#### SHORT EXERCISE
Reproduce every line of the material below verbatim, omitting the pictures.

#### ROWS
^^^^^^^^
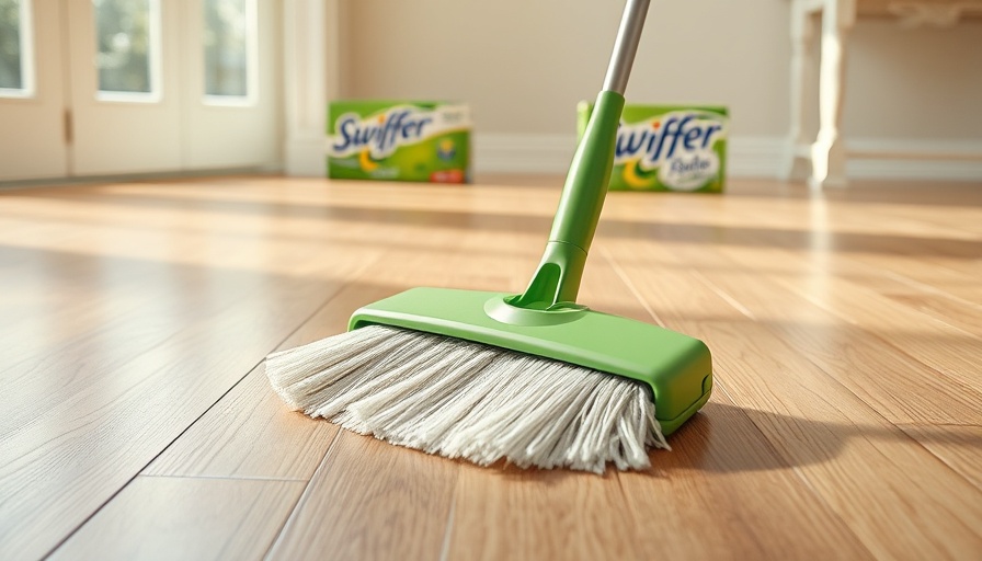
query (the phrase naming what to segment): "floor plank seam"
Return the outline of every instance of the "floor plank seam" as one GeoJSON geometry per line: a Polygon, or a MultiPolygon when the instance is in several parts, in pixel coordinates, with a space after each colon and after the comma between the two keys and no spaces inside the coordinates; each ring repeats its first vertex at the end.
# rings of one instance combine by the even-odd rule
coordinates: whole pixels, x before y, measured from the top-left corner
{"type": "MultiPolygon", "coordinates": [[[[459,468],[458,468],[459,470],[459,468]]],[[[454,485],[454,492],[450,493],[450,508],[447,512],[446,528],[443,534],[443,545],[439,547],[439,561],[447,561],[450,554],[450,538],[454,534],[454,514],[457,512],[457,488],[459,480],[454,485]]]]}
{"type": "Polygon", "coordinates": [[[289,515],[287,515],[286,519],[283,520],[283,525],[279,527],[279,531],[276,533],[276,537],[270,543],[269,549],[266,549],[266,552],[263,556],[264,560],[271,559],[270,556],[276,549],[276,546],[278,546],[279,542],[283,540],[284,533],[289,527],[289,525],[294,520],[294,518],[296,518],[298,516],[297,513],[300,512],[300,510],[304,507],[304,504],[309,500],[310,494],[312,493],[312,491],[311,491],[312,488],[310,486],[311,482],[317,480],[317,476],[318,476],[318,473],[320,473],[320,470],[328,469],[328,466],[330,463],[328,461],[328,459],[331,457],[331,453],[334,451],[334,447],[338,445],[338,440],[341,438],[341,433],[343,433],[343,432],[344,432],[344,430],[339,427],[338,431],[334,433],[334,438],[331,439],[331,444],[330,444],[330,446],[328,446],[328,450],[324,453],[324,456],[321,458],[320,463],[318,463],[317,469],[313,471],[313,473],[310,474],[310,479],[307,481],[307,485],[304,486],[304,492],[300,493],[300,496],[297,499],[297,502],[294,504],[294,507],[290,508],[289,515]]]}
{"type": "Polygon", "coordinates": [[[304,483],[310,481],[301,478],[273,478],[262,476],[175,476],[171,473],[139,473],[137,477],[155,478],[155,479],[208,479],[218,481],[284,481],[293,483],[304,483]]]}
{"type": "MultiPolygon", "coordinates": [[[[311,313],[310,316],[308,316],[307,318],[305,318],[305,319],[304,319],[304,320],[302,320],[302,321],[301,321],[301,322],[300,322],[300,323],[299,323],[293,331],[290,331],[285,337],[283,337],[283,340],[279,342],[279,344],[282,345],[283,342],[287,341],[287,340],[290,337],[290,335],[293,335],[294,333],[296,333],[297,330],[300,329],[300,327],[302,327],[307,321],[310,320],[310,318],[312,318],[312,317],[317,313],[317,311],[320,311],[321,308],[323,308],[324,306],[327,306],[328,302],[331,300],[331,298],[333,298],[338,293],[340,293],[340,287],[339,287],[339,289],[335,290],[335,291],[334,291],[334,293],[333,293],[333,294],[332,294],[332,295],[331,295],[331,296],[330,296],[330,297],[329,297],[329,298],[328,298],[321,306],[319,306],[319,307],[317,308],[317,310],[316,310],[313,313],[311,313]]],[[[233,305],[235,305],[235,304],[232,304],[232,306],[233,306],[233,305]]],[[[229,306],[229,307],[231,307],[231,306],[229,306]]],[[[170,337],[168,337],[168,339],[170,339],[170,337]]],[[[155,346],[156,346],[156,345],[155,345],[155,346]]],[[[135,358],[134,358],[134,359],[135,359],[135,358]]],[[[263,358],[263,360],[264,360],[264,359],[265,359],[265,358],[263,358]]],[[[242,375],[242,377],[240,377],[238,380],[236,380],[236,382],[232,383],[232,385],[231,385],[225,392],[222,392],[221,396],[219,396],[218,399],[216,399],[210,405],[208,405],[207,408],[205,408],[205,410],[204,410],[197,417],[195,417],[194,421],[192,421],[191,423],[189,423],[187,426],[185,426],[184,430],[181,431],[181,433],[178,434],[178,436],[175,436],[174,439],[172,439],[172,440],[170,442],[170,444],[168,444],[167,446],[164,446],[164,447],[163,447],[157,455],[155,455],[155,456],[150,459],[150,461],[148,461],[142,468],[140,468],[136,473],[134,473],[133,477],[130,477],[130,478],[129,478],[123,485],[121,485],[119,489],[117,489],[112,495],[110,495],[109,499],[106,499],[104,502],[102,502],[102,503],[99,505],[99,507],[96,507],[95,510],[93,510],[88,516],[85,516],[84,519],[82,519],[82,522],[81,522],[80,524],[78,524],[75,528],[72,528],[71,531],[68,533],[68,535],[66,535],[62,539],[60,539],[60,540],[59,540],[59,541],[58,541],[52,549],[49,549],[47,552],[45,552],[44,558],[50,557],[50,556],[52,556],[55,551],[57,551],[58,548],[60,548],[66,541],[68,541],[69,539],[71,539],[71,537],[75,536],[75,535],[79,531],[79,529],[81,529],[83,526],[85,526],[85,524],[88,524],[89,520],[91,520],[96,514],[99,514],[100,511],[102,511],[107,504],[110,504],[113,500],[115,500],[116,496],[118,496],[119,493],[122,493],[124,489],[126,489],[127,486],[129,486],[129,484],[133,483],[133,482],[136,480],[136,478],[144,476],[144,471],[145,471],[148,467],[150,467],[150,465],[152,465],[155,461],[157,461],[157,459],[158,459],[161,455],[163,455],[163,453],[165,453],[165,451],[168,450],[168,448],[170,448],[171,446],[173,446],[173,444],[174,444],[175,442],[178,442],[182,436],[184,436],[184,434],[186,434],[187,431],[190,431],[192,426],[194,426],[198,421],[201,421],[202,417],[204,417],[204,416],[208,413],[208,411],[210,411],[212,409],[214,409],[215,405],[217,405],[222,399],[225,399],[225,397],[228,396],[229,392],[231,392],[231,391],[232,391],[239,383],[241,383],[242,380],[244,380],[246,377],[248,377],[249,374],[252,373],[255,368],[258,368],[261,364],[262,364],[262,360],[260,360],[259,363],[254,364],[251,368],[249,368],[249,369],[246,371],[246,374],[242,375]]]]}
^^^^^^^^
#### EXPECTED OUTPUT
query (the phrase naming what to segment): "floor plank seam"
Return the outline of every instance of the "floor plank seam" as one GeoJSON geometry per line: a Polygon, or a MultiPolygon when the instance is in several parts, in pixel coordinates, with a space after each colon and after the comma between the two keys and no spaces inside the coordinates; each ring repeats its first vertex at the end.
# rings of one instance combine by the even-odd rule
coordinates: whole pixels, x before y, measured from the top-left corner
{"type": "MultiPolygon", "coordinates": [[[[459,468],[458,468],[459,470],[459,468]]],[[[454,485],[454,492],[450,493],[450,508],[447,512],[446,528],[443,534],[443,545],[439,547],[439,561],[447,561],[450,554],[450,538],[454,534],[454,514],[457,512],[457,488],[459,480],[454,485]]]]}
{"type": "Polygon", "coordinates": [[[289,515],[287,515],[286,519],[283,520],[283,525],[279,527],[279,531],[276,533],[276,537],[270,543],[269,549],[266,549],[266,552],[263,556],[264,560],[271,559],[270,556],[276,549],[276,546],[278,546],[279,542],[283,540],[284,533],[289,527],[289,525],[294,520],[294,518],[296,518],[298,516],[297,513],[300,512],[300,510],[304,507],[304,504],[309,500],[310,494],[312,493],[312,491],[311,491],[312,488],[310,486],[311,482],[317,480],[317,476],[318,476],[318,473],[320,473],[320,470],[328,469],[328,466],[330,463],[328,461],[328,459],[331,457],[331,453],[334,451],[334,447],[338,445],[338,440],[341,438],[341,433],[343,433],[343,432],[344,432],[344,430],[339,427],[338,431],[334,433],[334,438],[331,439],[331,444],[330,444],[330,446],[328,446],[328,450],[324,453],[324,456],[321,458],[320,463],[318,463],[317,469],[313,471],[313,473],[310,474],[310,479],[307,481],[307,485],[304,486],[304,492],[300,493],[300,496],[297,499],[297,502],[294,504],[294,507],[290,508],[289,515]]]}
{"type": "Polygon", "coordinates": [[[304,483],[310,481],[301,478],[273,478],[262,476],[175,476],[171,473],[139,473],[137,477],[155,478],[155,479],[208,479],[218,481],[284,481],[293,483],[304,483]]]}
{"type": "MultiPolygon", "coordinates": [[[[311,313],[310,316],[308,316],[307,318],[305,318],[305,319],[304,319],[304,320],[302,320],[302,321],[301,321],[301,322],[300,322],[300,323],[299,323],[293,331],[290,331],[285,337],[283,337],[283,340],[279,342],[279,344],[282,345],[283,342],[287,341],[287,340],[290,337],[290,335],[293,335],[294,333],[296,333],[297,330],[300,329],[300,327],[302,327],[307,321],[310,320],[310,318],[312,318],[312,317],[317,313],[317,311],[320,311],[321,308],[323,308],[324,306],[327,306],[328,302],[331,300],[331,298],[333,298],[338,293],[340,293],[340,287],[339,287],[339,289],[335,290],[335,291],[334,291],[334,293],[333,293],[333,294],[332,294],[332,295],[331,295],[331,296],[330,296],[330,297],[329,297],[329,298],[328,298],[321,306],[319,306],[319,307],[317,308],[317,310],[316,310],[313,313],[311,313]]],[[[233,305],[235,305],[235,304],[232,304],[232,306],[233,306],[233,305]]],[[[229,306],[229,307],[231,307],[231,306],[229,306]]],[[[170,337],[168,337],[168,339],[170,339],[170,337]]],[[[155,346],[156,346],[156,345],[155,345],[155,346]]],[[[135,358],[134,358],[134,359],[135,359],[135,358]]],[[[263,358],[263,360],[264,360],[264,359],[265,359],[265,358],[263,358]]],[[[242,375],[242,377],[240,377],[238,380],[236,380],[236,382],[232,383],[232,385],[231,385],[225,392],[222,392],[221,396],[219,396],[218,399],[216,399],[210,405],[208,405],[207,408],[205,408],[205,410],[204,410],[197,417],[195,417],[194,421],[192,421],[191,423],[189,423],[187,426],[185,426],[184,430],[181,431],[181,433],[178,434],[178,436],[175,436],[174,439],[172,439],[172,440],[170,442],[170,444],[168,444],[167,446],[164,446],[164,447],[163,447],[157,455],[155,455],[155,456],[150,459],[150,461],[148,461],[142,468],[140,468],[136,473],[134,473],[133,477],[130,477],[130,478],[129,478],[123,485],[121,485],[119,489],[117,489],[112,495],[110,495],[109,499],[106,499],[104,502],[102,502],[102,503],[99,505],[99,507],[96,507],[95,510],[93,510],[88,516],[85,516],[84,519],[82,519],[82,522],[81,522],[80,524],[78,524],[75,528],[72,528],[71,531],[68,533],[68,535],[66,535],[62,539],[60,539],[60,540],[59,540],[59,541],[58,541],[52,549],[49,549],[47,552],[45,552],[44,558],[50,557],[50,556],[52,556],[55,551],[57,551],[58,548],[60,548],[66,541],[68,541],[69,539],[71,539],[71,537],[75,536],[75,535],[79,531],[79,529],[81,529],[83,526],[85,526],[85,524],[88,524],[89,520],[91,520],[96,514],[99,514],[100,511],[102,511],[107,504],[110,504],[113,500],[115,500],[116,496],[118,496],[119,493],[122,493],[124,489],[126,489],[127,486],[129,486],[129,484],[133,483],[133,482],[136,480],[136,478],[144,476],[144,471],[145,471],[148,467],[150,467],[150,465],[152,465],[155,461],[157,461],[157,459],[158,459],[161,455],[163,455],[163,453],[165,453],[165,451],[168,450],[168,448],[170,448],[171,446],[173,446],[173,444],[174,444],[175,442],[178,442],[182,436],[184,436],[184,434],[186,434],[187,431],[190,431],[192,426],[194,426],[198,421],[201,421],[202,417],[204,417],[204,416],[208,413],[208,411],[210,411],[212,409],[214,409],[215,405],[217,405],[222,399],[225,399],[225,397],[228,396],[229,392],[231,392],[231,391],[232,391],[239,383],[241,383],[242,380],[244,380],[246,377],[248,377],[249,374],[252,373],[255,368],[258,368],[261,364],[262,364],[262,360],[260,360],[259,363],[254,364],[251,368],[249,368],[249,369],[246,371],[246,374],[242,375]]]]}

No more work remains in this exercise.